## TASK TO CARRY OUT:
Word for word, set down every line of the entries below from the line with "Query: parked van" to the line with "like point(459, 503).", including both, and no other line.

───── RECORDED INFORMATION ─────

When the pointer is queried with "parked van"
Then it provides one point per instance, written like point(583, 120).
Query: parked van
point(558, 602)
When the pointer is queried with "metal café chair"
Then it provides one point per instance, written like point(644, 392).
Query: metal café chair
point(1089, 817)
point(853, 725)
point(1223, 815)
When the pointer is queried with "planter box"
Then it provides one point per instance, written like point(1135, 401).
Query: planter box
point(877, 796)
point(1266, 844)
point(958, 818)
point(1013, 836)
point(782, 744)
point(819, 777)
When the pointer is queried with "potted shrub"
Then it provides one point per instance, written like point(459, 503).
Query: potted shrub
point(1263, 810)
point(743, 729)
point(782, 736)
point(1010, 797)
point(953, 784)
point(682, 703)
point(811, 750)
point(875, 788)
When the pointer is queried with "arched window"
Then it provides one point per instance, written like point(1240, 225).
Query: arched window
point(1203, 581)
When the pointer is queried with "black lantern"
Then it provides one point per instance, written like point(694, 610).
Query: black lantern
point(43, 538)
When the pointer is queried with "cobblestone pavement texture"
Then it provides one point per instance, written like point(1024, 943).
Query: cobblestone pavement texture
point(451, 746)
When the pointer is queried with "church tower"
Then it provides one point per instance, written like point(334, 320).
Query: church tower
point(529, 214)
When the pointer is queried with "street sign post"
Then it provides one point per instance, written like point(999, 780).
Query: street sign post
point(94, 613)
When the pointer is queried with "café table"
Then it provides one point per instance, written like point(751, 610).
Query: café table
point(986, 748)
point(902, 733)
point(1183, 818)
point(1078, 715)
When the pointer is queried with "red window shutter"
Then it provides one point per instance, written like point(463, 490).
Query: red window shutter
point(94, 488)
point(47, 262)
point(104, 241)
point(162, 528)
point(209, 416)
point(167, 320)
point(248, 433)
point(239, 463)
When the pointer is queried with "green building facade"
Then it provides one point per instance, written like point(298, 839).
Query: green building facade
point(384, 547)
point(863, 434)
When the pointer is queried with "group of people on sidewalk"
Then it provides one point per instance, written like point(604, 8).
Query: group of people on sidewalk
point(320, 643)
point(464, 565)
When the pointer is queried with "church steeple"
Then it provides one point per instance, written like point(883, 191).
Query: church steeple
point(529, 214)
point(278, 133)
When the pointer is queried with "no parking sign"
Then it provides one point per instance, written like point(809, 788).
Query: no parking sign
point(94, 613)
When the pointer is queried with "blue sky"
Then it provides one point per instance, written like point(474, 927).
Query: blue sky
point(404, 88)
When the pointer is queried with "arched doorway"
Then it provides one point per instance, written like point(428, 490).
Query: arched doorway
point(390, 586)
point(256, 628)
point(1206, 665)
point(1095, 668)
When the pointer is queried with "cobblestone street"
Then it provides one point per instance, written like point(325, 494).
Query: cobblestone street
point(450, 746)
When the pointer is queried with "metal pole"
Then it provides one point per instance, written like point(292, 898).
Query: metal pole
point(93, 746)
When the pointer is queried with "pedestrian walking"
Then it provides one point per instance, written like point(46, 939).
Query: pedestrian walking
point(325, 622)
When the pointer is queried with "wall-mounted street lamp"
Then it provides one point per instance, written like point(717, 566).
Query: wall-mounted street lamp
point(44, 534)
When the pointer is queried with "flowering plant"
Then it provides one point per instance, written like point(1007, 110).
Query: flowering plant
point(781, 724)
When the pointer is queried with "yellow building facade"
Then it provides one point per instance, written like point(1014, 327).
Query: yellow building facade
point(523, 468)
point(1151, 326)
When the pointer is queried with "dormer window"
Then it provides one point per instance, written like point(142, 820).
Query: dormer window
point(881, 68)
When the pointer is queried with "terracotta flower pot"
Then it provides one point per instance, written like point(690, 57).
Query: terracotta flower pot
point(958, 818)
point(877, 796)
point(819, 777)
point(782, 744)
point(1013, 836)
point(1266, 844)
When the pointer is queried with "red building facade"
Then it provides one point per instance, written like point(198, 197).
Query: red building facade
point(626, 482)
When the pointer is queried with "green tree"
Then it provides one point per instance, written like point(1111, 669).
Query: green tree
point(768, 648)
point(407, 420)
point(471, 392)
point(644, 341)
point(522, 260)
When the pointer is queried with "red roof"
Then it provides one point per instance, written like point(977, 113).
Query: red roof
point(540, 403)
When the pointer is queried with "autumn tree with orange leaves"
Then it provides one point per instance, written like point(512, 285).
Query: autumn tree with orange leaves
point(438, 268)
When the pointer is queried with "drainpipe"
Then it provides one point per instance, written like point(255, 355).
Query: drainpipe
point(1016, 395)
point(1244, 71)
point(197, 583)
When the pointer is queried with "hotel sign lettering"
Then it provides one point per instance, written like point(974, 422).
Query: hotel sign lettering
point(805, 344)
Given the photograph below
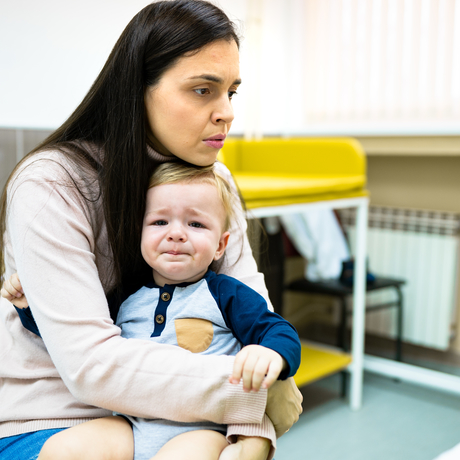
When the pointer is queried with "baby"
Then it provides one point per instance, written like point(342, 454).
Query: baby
point(188, 214)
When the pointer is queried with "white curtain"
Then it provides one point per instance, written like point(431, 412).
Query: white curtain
point(352, 66)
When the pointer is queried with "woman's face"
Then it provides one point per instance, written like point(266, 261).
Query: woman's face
point(190, 110)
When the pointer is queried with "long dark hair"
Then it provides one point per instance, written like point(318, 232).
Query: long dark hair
point(112, 117)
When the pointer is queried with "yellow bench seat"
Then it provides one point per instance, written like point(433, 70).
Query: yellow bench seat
point(318, 362)
point(278, 172)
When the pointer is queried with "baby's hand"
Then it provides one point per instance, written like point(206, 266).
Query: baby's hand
point(258, 366)
point(12, 291)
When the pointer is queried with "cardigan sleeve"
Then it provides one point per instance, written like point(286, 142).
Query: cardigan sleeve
point(53, 246)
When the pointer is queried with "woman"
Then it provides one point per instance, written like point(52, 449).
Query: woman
point(71, 219)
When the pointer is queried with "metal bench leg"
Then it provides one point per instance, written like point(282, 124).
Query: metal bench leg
point(399, 324)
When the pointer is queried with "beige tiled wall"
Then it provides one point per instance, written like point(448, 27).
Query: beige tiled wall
point(14, 144)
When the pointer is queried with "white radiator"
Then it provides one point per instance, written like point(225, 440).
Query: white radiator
point(420, 247)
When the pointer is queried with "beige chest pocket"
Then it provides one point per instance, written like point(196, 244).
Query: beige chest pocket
point(194, 334)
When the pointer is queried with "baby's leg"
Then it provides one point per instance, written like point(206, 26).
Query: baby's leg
point(109, 438)
point(247, 448)
point(193, 445)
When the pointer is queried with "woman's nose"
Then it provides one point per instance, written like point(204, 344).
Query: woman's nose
point(223, 112)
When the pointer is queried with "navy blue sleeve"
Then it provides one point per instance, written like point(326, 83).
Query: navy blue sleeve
point(246, 313)
point(27, 320)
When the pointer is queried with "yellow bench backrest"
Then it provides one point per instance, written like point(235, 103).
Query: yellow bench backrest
point(312, 156)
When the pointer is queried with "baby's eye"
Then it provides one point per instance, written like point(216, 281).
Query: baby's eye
point(202, 91)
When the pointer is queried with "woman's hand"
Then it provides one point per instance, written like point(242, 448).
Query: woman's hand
point(284, 405)
point(12, 291)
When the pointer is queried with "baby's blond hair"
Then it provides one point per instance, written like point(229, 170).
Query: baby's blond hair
point(180, 172)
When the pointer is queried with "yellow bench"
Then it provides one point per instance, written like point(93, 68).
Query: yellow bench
point(274, 176)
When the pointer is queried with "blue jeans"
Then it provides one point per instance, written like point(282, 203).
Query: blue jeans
point(25, 446)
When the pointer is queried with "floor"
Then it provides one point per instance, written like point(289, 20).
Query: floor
point(398, 421)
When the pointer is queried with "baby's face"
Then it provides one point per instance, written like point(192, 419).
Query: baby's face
point(182, 231)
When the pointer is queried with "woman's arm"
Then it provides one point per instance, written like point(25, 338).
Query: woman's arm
point(57, 256)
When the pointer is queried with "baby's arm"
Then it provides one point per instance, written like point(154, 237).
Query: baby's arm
point(258, 366)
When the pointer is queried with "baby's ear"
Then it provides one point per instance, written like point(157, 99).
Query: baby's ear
point(222, 245)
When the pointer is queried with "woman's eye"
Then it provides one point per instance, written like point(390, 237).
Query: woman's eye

─────

## TASK OUTPUT:
Query: parked van
point(558, 602)
When the pointer is queried with "metal café chair"
Then it provides one point per instance, written like point(644, 392).
Query: metal café chair
point(1089, 817)
point(853, 725)
point(1223, 815)
When the pointer is queried with "planter box"
Then it provides one point per instance, written like point(1135, 401).
Query: planter box
point(877, 796)
point(1266, 844)
point(958, 818)
point(1013, 836)
point(782, 744)
point(819, 777)
When the pointer is queried with "potted shrub"
Then it provides one point per instance, written like point(459, 503).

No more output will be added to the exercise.